**ARTICLE:**
---*---

# Homemade recipes



## Krystal (Feb 3, 2007)

Since NB has sent out a notice I thought it would be nice to post the recipes you use for your furrbabies. I am thinking about cooking for Mia because I think that this is a little too close for comfort. I thought it would be nice to have one thread with all kinds of different recipes!







Thanks to all who post!


----------



## nikkivong (Aug 25, 2006)

yes, that would be really helpful.. im so annoyed, i thought Natural Balance was safe.. GREAT!!!


----------



## Furbaby's Mommie (Jul 10, 2004)

Here is the one I use. I already posted it a few days ago.

---*---

**INFORMATION PROVIDED:**

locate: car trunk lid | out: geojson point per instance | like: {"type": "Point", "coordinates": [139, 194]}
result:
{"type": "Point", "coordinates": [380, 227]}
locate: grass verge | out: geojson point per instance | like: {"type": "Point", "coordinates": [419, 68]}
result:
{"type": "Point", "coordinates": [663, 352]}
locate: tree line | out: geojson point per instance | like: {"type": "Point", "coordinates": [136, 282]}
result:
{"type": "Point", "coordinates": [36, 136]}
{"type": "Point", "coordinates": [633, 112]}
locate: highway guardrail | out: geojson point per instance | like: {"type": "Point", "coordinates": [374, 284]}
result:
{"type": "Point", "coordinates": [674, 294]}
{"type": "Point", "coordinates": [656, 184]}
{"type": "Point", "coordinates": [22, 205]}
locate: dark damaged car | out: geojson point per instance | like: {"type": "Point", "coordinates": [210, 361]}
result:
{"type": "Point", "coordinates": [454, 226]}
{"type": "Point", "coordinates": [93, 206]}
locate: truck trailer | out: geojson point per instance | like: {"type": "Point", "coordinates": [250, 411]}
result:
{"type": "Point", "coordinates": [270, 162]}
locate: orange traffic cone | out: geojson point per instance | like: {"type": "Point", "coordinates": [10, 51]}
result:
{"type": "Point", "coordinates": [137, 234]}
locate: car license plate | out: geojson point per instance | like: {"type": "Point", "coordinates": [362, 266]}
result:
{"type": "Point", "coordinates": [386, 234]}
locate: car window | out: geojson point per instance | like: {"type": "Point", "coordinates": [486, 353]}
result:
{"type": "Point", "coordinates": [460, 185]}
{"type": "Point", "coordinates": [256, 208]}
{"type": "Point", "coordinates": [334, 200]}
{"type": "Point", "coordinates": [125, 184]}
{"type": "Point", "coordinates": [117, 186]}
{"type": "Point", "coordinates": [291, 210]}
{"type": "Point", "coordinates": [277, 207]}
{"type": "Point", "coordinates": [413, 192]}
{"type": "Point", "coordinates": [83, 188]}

---*---

**SHORT PROBLEM A:** Copy the part of the entries that opens with the line containing "locate: orange traffic" and runs through the end of the entries, substituting "for each instance" for "per instance" and changing nothing else.
**SHORT PROBLEM B:** Pick up the thread on homemade pet food recipes after its last sentence and continue it.
The thread on homemade pet food recipes has no connection to the entries.

**REPLY A:**
locate: orange traffic cone | out: geojson point for each instance | like: {"type": "Point", "coordinates": [10, 51]}
result:
{"type": "Point", "coordinates": [137, 234]}
locate: car license plate | out: geojson point for each instance | like: {"type": "Point", "coordinates": [362, 266]}
result:
{"type": "Point", "coordinates": [386, 234]}
locate: car window | out: geojson point for each instance | like: {"type": "Point", "coordinates": [486, 353]}
result:
{"type": "Point", "coordinates": [460, 185]}
{"type": "Point", "coordinates": [256, 208]}
{"type": "Point", "coordinates": [334, 200]}
{"type": "Point", "coordinates": [125, 184]}
{"type": "Point", "coordinates": [117, 186]}
{"type": "Point", "coordinates": [291, 210]}
{"type": "Point", "coordinates": [277, 207]}
{"type": "Point", "coordinates": [413, 192]}
{"type": "Point", "coordinates": [83, 188]}

**REPLY B:**
Frosty's Doggie Patties
I have edited it recently to add other meats, yams and tomatoe paste. I made a batch yesterday without veggies. I added chicken gizzards as part of the meat, used only 3 eggs, brown rice, yam, tomatoe paste, cottage cheese and the rest of the small ingredients. Frosty tried to gulp it as it came out of the bag this AM. Not his usual "cautious" style with food!







I have used apples cooked along with veggies too. He like apples.

Remember, I use Missing Link Plus sprinkled on all his food, and only use the patties as part of his diet. He is still getting other canned and dry food. You would have to use a lot more than a pattie a day if you don't supplement.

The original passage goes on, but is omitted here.